▶ [Testo in esame]
• • • • • • •

Montroni da Ravenna a Milano: "Porto lì l’esperienza maturata in Romagna"

Il chirurgo colonrettale approda all’Istituto nazionale dei tumori, dopo anni di attività svolta nei nostri ospedali: "Tra i miei maestri il dottor Ugolini".

Montroni da Ravenna  a Milano: "Porto lì l’esperienza maturata in Romagna"

Un lungo periodo a Ravenna e a Faenza, accanto al primario di Chirurgia Giampaolo Ugolini. Le esperienze all’estero, coinvolto in studi internazionali. E, da lì, il primo contatto con l’Istituto nazionale dei tumori. È così che Isacco Montroni, chirurgo colonrettale, dall’Ausl Romagna è approdato nell’istituto milanese, seguendo un percorso che gli ha permesso di specializzarsi sempre di più nel campo di suo interesse: la chirurgia oncologica colorettale mininvasiva.

Montroni, qual è il percorso che l’ha portata fin qui?

"Ho avuto la fortuna di poter fare diversi periodi di formazione all’estero e in particolare negli Stati Uniti. Quando sono tornato in Italia ho continuato a collaborare con una serie di istituzioni europee in Belgio, con l’idea di sviluppare la chirurgia oncologica colorettale mininvasiva. La possibilità di offrire un intervento chirurgico oncologico mininvasivo riduce lo stress per il paziente ed è un punto di forza anche per la ripresa accelerata del malato, permettendo di arrivare a risultati migliori nella cura della malattia".

Quanto è stata importante l’esperienza di questi anni tra gli ospedali di Faenza e Ravenna?

"Molto. Ho avuto la fortuna di lavorare col dottor Ugolini, di riuscire a fare molta esperienza e poi di avere tanta visibilità grazie agli studi internazionali. Alcune persone che ho conosciuto all’Istituto nazionale dei tumori mi hanno detto che c’era il concorso per la chirurgia oncologica colorettale e l’ho vinto. Sono qui da alcuni giorni".

Prima impressione?

"Eccellente, un posto incredibile. Qui ho la possibilità di focalizzarmi sulla mia area di interesse e di sviluppo professionale non più per una parte della giornata di lavoro, ma per tutta. Questo per me è un aspetto molto importante".

È risaputo che la sanità soffre per la mancanza di medici. Questo rischia di danneggiare i centri più piccoli, con i professionisti più portati verso realtà più importanti?

"Ci si muove sulla base delle possibilità e del desiderio di sviluppare un aspetto della propria professionalità. È chiaro: se ti viene data la possibilità di sviluppare un certo tipo di pratica in un istituto più grande, portando la tua carriera a una fase successiva... È interessante. Ma non lo vedo come un fenomeno di ’fuga’ dai centri più piccoli. Il criterio è un altro".

Cioè?

"A Faenza ero in un piccolo territorio, ma sulla chirurgia e su quella colorettale in particolare non c’era un problema del tipo ’non sappiamo come fare perché non troviamo i medici’. Al contrario, c’era la fila dei professionisti che volevano lavorare con Ugolini. L’attrattività non dipende dalla grandezza dell’ospedale".

È una questione di team e di persone, insomma.

"Di progetto. Quando a Faenza abbiamo iniziato a svilupparci nella chirurgia colorettale è stato importante, e il fatto di essere in un piccolo ospedale non ci è stato d’intralcio, anzi: ci ha permesso di lavorare in modo molto efficiente, mentre magari con numeri maggiori sarebbe stato più complesso. Oltre a un grande leader, in Romagna ho trovato un grande ambiente di lavoro: abbiamo fatto tanto. E infatti facevamo corsi sulla chirurgia mininvasiva con partecipanti da tutta l’Europa".

• • • • • • •

▶ [Cosa produrre] Riscrivi il passo dell'intervista a Montroni tra "Il chirurgo colonrettale" e "portata fin qui?", estremi inclusi, mettendo "chirurgo colorettale" al posto di "chirurgo colonrettale". Le righe che seguono sono materiale a sé, indipendente dall'intervista a Montroni.

• • • • • • •

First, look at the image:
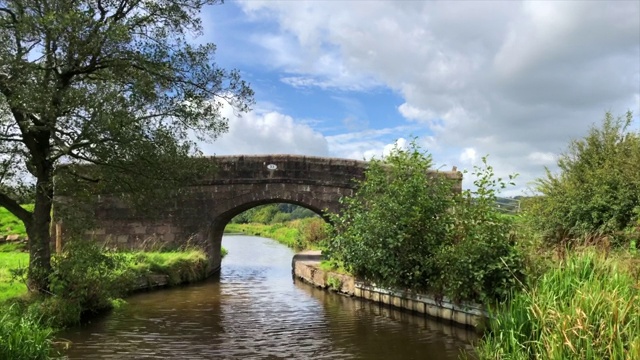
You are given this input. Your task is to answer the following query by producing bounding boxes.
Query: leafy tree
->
[326,143,524,302]
[530,112,640,242]
[0,0,253,290]
[327,143,454,289]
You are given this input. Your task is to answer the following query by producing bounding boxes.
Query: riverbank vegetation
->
[0,241,220,359]
[224,212,329,250]
[326,142,525,303]
[477,113,640,359]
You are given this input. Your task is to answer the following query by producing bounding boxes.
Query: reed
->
[0,305,53,359]
[476,250,640,360]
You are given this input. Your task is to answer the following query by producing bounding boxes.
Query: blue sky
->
[197,0,640,195]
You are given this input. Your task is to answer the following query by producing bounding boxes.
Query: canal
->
[60,235,475,360]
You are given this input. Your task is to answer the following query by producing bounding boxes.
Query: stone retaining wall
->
[292,255,489,330]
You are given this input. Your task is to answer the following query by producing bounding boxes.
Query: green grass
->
[0,244,29,303]
[224,220,299,248]
[0,305,54,359]
[0,204,33,237]
[477,250,640,360]
[127,249,208,285]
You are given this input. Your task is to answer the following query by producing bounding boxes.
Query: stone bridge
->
[57,155,462,270]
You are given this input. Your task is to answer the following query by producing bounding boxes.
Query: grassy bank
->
[477,249,640,360]
[0,242,226,359]
[0,244,29,303]
[0,204,33,238]
[224,218,326,250]
[224,221,298,247]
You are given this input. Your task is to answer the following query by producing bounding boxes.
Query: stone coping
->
[292,252,489,331]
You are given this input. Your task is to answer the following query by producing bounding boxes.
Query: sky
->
[197,0,640,196]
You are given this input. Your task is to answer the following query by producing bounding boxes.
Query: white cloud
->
[231,0,640,193]
[460,148,478,165]
[201,106,329,156]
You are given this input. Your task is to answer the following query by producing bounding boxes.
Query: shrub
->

• • • • • • •

▶ [Risposta al compito]
Il chirurgo colorettale approda all’Istituto nazionale dei tumori, dopo anni di attività svolta nei nostri ospedali: "Tra i miei maestri il dottor Ugolini".

Montroni da Ravenna  a Milano: "Porto lì l’esperienza maturata in Romagna"

Un lungo periodo a Ravenna e a Faenza, accanto al primario di Chirurgia Giampaolo Ugolini. Le esperienze all’estero, coinvolto in studi internazionali. E, da lì, il primo contatto con l’Istituto nazionale dei tumori. È così che Isacco Montroni, chirurgo colorettale, dall’Ausl Romagna è approdato nell’istituto milanese, seguendo un percorso che gli ha permesso di specializzarsi sempre di più nel campo di suo interesse: la chirurgia oncologica colorettale mininvasiva.

Montroni, qual è il percorso che l’ha portata fin qui?